> What you are asked to do
Restate the data below word for word. Skip any images it contains.

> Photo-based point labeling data

◇ ◇ ◇

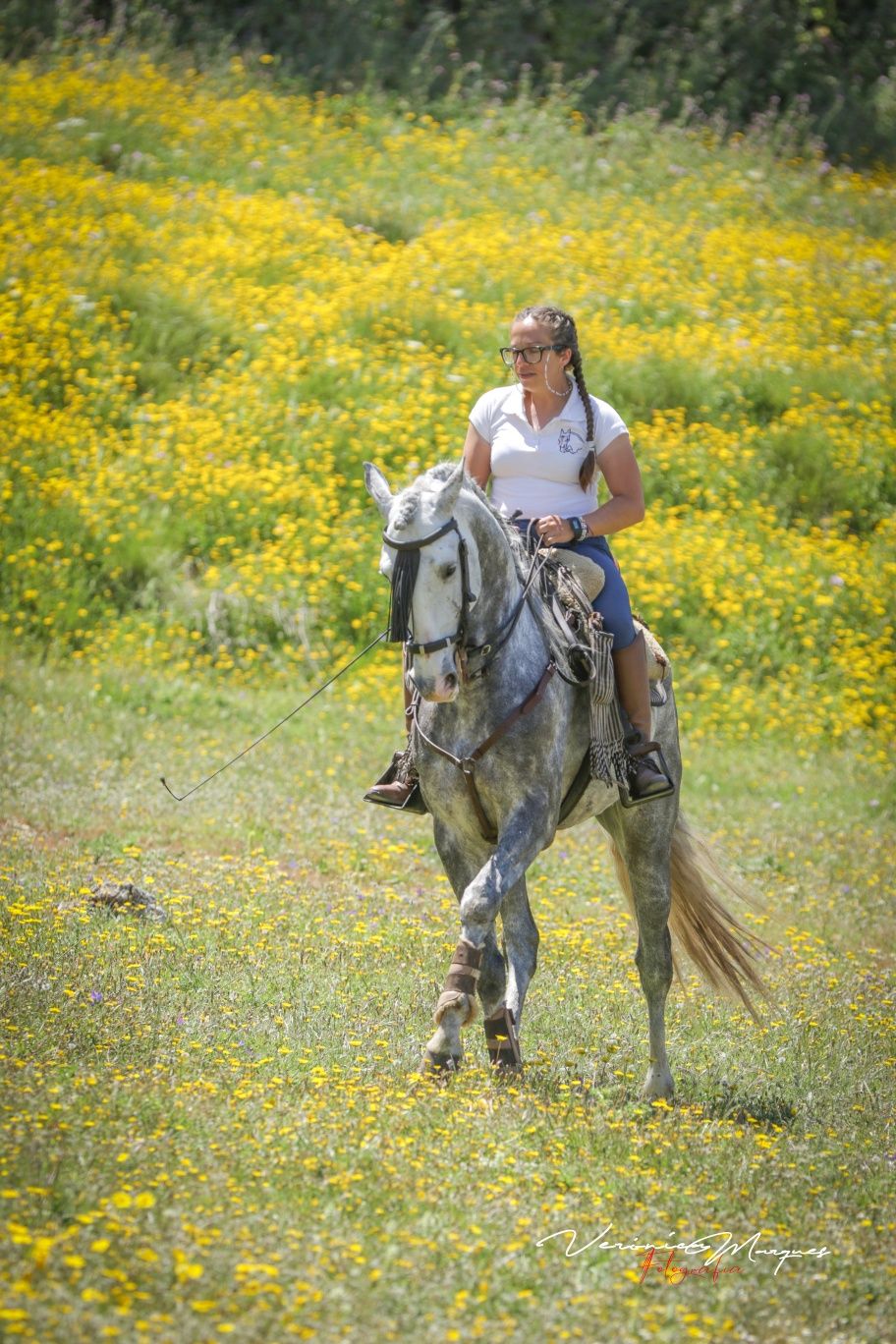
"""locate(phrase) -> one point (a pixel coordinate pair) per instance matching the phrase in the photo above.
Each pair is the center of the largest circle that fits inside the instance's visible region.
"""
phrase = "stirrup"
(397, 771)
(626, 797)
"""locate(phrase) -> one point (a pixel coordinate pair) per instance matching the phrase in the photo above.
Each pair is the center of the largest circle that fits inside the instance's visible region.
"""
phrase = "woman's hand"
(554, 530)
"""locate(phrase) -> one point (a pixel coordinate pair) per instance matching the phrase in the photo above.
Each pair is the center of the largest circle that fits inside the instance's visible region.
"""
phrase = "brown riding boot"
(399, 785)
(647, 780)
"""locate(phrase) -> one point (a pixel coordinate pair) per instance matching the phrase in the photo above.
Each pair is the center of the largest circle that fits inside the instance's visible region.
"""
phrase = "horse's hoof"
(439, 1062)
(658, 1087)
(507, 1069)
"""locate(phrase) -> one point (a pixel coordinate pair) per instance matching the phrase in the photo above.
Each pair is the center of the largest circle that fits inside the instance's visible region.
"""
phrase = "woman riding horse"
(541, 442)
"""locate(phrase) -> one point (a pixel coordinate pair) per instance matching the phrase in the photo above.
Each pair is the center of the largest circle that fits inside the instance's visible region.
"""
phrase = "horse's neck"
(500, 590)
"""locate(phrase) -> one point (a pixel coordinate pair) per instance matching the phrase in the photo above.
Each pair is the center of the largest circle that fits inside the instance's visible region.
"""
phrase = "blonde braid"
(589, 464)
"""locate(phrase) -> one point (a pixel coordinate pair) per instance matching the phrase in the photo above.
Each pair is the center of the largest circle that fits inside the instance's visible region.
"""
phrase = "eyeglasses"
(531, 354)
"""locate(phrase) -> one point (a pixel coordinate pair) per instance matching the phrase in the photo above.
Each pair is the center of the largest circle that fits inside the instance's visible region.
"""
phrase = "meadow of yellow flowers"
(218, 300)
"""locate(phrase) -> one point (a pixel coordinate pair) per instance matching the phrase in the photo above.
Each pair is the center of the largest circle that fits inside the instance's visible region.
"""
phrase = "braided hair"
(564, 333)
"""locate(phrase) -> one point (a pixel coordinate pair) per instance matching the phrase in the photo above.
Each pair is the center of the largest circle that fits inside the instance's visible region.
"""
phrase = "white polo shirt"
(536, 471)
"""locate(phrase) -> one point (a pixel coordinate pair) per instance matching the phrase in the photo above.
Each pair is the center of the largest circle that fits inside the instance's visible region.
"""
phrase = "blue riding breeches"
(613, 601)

◇ ◇ ◇

> Output
"""locate(phrase) -> one point (a pixel coordinate pair) per instance matching the phrase in the photo above.
Each pair is the center of the largest circle that fits inside the instance's visible region.
"""
phrase = "stirrup"
(397, 771)
(626, 797)
"""locate(phrase) -> one point (a pixel coordinate pair) per instance matching the phrase in the photo above.
Each pair is the center of the largest circle that fits inside the instance's visible region.
"""
phrase = "woman's hand"
(554, 530)
"""locate(phrase) -> one point (a pixel coordinate pair) per instance matching the phrase in the photo above.
Each pair is the center of the largest circle that fits inside the instance's visible region.
"""
phrase = "brown riding boot"
(399, 785)
(647, 780)
"""locate(phrase) -> one point (a pixel coordinate pair) per instance matching the phrase in the photo above.
Each pair is the center of the largest circle that fits inside the instance's visible region.
"""
phrase = "horse's hoof"
(439, 1062)
(658, 1087)
(507, 1069)
"""locate(phrase) -> one point (a pixel coordinate pair) per instance matching the phrase in the photo above.
Each pair is the center of the largest circle that fits inside the instance's visible region.
"""
phrase = "woman riding horse"
(541, 442)
"""locate(phrase) -> one point (a pixel coordinate pair) per instance matching the phrase in the photo above.
Each pair is the center of the largest circle that fits inside the instance's visible region.
"""
phrase = "horse's neck"
(500, 590)
"""locate(phrase) -> one point (a pixel coordinate pair) per instance matching the phrase in the photo above.
Each pair is the center of the largest circle that fits inside the instance's visible region.
"""
phrase = "blonde braid"
(589, 464)
"""locate(phrase) -> one point (a pixel coordinate pair) per instance matching the phrase in the photo above.
Each pair is the center of the largest circle that fits inside the instance's visible region.
"""
phrase = "eyeglasses"
(531, 354)
"""locate(phrase) -> one point (a pixel coordinate pair) per instance matching the phrase in the photo above.
Each pair is the center of the largest circle that fits inside the instance's visible region.
"""
phrase = "meadow of yellow flowers"
(218, 300)
"""locate(phrase) -> one point (a pixel coordinate pair) per instance matching the phrase in the photo above.
Each pair is the center of the largest circle that fits inside the instance's visible region.
"""
phrase = "braided hair"
(564, 333)
"""locate(phrase) -> one point (a pixel coordinate pair) per instance matching the phrase in the photo above.
Each pair is the center of the largest circle that fits inside the instance's visible region.
"""
phrase = "white polo shirt"
(536, 471)
"""locate(phrase) -> one point (a pixel coordinate pair) per instance matching the phrase in the photo above.
Each pair is the center of the largest circle that fits inside the instance's visible region.
"""
phrase = "blue riding breeches"
(613, 601)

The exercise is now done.